---------- FRAGMENTO FUENTE ----------

Aquel inmenso animal parecía que podía salir corriendo en cualquier momento, levantándome del suelo como una barajita, si quisiera. Pero me hacía caso y conmigo se portaba bien. Con el resto de la gente era una fiera. Más de una vez se escapó del patio y le dió sustos mortales a los carteros, heladeros y demás vendedores ambulantes. Cuando había visitas, teníamos que encerrarlo o amarrarlo porque ladraba sin parar durante horas. Por suerte, el patio de atrás estaba dividido en dos partes, una que estaba cubierta de ladrillos y quedaba a nivel de la planta baja de la casa, y otra que quedaba un metro más abajo, cubierta de grama y rodeada de una cerca con enredaderas muy tupidas. En ese patio de abajo Happy pasaba el día. Yo lo acompañaba todo lo que podía, pero la verdad es que a veces el pobre perro se quedaba solito por días y se distraía ladrándole a todo el que pasaba por detrás de la casa.

Tuvimos también un pato que se llamaba Charlie. No me acordaba del pato, pero mi hermana Renée me lo recordó en estos días, cuando supo que estaba escribiendo sobre la casa de Los Leones. El pato fue un regalo para ella y desde el principio se pensó que era macho. Pero en algún momento puso un huevo y se supo que el tal pato era en realidad una pata. Me acuerdo del patico caminando detrás de nosotras, en fila india, como hubiera hecho en su estado natural. Me acuerdo que olía a pan con leche y que se dejaba hacer cariño largo rato.

----------

• [PROBLEMA 1]: ¿Podrías reescribir el listado desde la línea que contiene "the wooden pole?" hasta el final, sustituyendo "Target" por "Label" y sin cambiar nada más?
El relato y el listado son materiales independientes entre sí.

---------- LOS DATOS ----------

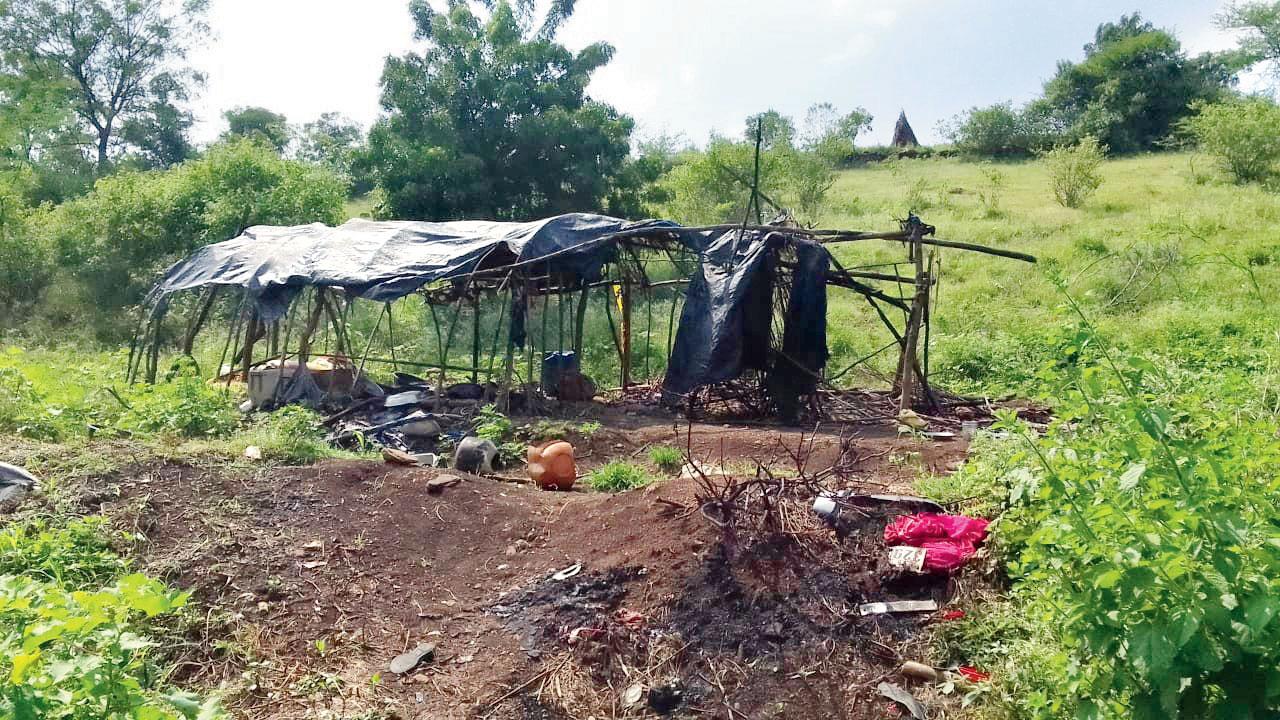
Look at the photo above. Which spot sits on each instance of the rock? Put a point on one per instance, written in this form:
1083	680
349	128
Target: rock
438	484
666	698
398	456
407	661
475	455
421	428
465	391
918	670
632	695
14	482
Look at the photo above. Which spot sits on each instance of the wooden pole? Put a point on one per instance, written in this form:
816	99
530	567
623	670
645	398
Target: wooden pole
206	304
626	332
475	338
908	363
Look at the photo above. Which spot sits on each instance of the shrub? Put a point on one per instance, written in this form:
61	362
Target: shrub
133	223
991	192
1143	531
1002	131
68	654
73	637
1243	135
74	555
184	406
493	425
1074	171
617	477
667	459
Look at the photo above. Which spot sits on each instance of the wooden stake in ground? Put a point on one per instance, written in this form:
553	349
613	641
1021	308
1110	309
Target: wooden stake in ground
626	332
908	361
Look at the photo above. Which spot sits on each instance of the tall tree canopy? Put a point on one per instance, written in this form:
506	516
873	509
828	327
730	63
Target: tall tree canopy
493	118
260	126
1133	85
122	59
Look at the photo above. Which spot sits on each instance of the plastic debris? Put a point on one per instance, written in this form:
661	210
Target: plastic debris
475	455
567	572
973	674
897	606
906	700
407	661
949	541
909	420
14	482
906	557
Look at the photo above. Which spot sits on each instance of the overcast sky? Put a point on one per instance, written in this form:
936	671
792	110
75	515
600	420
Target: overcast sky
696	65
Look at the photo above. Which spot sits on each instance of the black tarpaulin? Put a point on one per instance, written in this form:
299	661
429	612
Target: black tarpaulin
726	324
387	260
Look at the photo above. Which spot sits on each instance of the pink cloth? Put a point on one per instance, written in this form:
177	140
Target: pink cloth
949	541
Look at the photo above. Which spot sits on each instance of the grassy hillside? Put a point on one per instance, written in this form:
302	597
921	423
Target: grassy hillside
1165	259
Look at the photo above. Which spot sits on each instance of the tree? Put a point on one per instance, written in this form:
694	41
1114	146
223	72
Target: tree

----------

• [PROBLEMA 2]: ¿Puedes continuar el relato sobre los animales de la casa de Los Leones a partir de donde termina?

• [RESPUESTA ESCRITA 1]:
Look at the photo above. Which spot sits on each instance of the wooden pole? Put a point on one per instance, written in this form:
816	99
530	567
623	670
645	398
Label: wooden pole
206	304
626	332
475	338
908	363
Look at the photo above. Which spot sits on each instance of the shrub? Put a point on one per instance, written in this form:
61	362
Label: shrub
133	223
991	192
1143	531
1002	131
68	654
73	637
1243	135
74	555
184	406
493	425
1074	171
617	477
667	459
Look at the photo above. Which spot sits on each instance of the wooden stake in ground? Put a point on one per instance, written in this form:
553	349
613	641
1021	308
1110	309
Label: wooden stake in ground
626	332
908	361
Look at the photo above. Which spot sits on each instance of the tall tree canopy? Put a point on one per instance, written in this form:
506	516
873	509
828	327
730	63
Label: tall tree canopy
493	118
260	126
1133	85
122	59
Look at the photo above. Which spot sits on each instance of the plastic debris? Put a point on one per instance, written in this form:
661	210
Label: plastic debris
475	455
567	572
973	674
897	606
906	700
407	661
949	541
909	420
14	482
906	557
Look at the photo above. Which spot sits on each instance of the overcast sky? Put a point on one per instance, written in this form:
936	671
792	110
75	515
600	420
Label: overcast sky
696	65
Look at the photo above. Which spot sits on each instance of the black tarpaulin? Put a point on one per instance, written in this form:
299	661
429	612
Label: black tarpaulin
726	324
387	260
Look at the photo above. Which spot sits on each instance of the pink cloth? Put a point on one per instance, written in this form:
177	140
Label: pink cloth
949	541
Look at the photo above. Which spot sits on each instance of the grassy hillside? Put a point on one per instance, written in this form:
302	597
921	423
Label: grassy hillside
1165	259
Look at the photo above. Which spot sits on each instance of the tree? Put a point on one per instance, written in this form:
694	41
1114	146
223	72
Label: tree

• [RESPUESTA ESCRITA 2]:
Aparte de las mascotas, una de las cosas que más recuerdo de esa casa es la libertad con la que seguíamos entrando y saliendo, como en Guanare. A Ruth y a mí nos habían regalado en diciembre unas bicicletas, de esas con manubrio alto, asiento alargado y frenos en los pedales, y nos dedicábamos a pasear por la urbanización Los Leones durante todo el tiempo que nos quedaba libre. De una de esas bicicletas se cayó Renée, mientras trataba de aprender a andar sin rueditas, y se fracturó un brazo. Yo siempre me sentí culpable de ese accidente, porque se suponía que yo debía sostenerla por detrás. Pero, por suerte, ella no se acuerda ya de mi responsabilidad en el asunto.

Cerca de la casa había unas canchas de tenis y ahí nos íbamos en bici a ver jugar a los muchachos. Supongo que fue ahí que mi hermana Rebeca conoció a Luis y fue alrededor de esas canchas que se enamoraron y comenzaron una relación que mis padres aceptaron sólo a regañadientes muchos años después. Era la primera vez —y tal vez la única— que mi hermana mayor hacía algo que no estaba de acuerdo con lo que mis padres querían.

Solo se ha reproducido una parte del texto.